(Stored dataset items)
******************************

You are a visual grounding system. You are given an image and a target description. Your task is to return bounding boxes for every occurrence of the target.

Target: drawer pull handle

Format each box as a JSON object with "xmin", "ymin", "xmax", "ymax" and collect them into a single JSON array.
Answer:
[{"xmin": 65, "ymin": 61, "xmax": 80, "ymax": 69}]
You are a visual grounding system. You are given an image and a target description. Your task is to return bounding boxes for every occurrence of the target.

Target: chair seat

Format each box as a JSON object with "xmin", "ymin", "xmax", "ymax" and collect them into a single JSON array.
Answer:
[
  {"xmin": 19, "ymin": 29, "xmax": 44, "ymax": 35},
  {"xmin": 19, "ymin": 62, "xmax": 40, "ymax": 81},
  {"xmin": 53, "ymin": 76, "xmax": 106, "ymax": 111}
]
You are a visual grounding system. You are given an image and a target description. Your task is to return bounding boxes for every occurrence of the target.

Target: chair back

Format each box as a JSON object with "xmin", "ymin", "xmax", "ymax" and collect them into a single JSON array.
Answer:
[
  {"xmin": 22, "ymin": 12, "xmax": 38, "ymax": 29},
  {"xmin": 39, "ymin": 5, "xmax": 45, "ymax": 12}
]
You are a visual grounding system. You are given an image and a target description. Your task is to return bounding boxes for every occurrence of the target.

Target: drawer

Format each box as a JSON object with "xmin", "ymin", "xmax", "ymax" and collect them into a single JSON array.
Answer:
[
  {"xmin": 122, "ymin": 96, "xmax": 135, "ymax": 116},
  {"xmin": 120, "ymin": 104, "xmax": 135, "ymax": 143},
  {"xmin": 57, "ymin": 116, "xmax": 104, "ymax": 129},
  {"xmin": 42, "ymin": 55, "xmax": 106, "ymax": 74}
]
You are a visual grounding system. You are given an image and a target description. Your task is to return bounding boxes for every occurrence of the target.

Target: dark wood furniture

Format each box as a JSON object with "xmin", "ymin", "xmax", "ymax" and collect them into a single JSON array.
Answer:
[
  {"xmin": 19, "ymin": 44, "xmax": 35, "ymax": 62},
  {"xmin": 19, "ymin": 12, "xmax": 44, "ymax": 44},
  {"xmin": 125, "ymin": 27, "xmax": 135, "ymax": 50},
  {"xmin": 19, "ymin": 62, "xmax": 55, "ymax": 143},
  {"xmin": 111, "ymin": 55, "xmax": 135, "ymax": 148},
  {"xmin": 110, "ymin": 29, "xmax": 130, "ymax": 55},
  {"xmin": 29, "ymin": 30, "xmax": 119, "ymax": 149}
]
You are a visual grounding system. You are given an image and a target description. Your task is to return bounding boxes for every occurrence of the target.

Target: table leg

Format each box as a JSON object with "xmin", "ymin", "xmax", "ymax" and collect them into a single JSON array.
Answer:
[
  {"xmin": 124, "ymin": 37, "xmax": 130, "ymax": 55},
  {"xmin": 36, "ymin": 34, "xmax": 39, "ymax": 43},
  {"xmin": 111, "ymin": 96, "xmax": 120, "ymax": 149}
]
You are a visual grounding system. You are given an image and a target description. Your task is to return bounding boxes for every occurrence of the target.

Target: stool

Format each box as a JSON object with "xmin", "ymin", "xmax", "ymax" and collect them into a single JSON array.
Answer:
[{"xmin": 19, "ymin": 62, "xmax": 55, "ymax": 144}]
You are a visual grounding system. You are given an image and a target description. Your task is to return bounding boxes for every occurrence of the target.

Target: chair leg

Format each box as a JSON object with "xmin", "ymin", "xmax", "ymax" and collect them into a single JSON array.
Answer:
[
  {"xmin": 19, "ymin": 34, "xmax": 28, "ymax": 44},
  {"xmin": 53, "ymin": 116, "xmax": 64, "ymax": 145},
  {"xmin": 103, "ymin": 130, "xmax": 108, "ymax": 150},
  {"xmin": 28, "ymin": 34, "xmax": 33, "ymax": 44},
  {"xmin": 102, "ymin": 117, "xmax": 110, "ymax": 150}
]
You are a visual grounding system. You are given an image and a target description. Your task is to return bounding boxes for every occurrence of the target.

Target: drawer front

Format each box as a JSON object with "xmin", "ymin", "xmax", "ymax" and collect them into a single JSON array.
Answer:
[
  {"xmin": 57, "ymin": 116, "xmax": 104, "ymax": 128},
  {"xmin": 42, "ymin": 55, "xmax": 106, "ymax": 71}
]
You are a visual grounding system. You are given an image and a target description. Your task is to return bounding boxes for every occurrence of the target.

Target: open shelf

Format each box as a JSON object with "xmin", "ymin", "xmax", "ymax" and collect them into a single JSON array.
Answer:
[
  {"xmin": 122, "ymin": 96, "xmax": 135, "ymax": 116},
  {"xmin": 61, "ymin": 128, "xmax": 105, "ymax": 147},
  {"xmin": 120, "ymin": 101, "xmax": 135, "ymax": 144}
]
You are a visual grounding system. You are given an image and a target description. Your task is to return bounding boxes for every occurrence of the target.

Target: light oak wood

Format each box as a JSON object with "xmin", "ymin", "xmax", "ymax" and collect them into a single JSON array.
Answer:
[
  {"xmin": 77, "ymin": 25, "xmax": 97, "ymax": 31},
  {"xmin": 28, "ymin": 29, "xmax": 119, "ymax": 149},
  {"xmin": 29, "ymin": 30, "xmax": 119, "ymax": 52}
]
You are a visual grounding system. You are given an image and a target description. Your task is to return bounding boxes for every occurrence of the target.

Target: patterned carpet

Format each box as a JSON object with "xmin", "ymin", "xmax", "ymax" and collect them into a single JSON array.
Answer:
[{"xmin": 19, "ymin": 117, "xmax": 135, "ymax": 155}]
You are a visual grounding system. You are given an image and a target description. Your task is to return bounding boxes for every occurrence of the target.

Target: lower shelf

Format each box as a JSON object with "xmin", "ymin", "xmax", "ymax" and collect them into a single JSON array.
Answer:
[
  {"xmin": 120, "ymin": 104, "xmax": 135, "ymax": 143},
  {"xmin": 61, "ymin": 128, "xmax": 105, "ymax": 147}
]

******************************

* _Problem to solve_:
The line containing "Target: chair back" marks the end: copy exactly every line from the top of the data above down to it, that line included.

* _Response box_:
You are a visual grounding system. You are given an image and a target description. Your task is to return bounding boxes for every occurrence of the target.

Target: drawer pull handle

Format each box as a JSON object with "xmin", "ymin", "xmax", "ymax" and collect them into a single JSON array.
Answer:
[{"xmin": 65, "ymin": 61, "xmax": 80, "ymax": 69}]
You are a visual grounding system. You are given an image and a target description. Your task is to return bounding boxes for every occurrence of the target.

Target: chair seat

Format each box as a JSON object with "xmin", "ymin", "xmax", "ymax" and collect them into a single JSON array.
Answer:
[
  {"xmin": 19, "ymin": 29, "xmax": 44, "ymax": 35},
  {"xmin": 19, "ymin": 62, "xmax": 40, "ymax": 81},
  {"xmin": 53, "ymin": 76, "xmax": 106, "ymax": 111}
]
You are a visual grounding system. You are given an image and a target description. Your task is to return bounding boxes for every occurrence of the target.

Target: chair back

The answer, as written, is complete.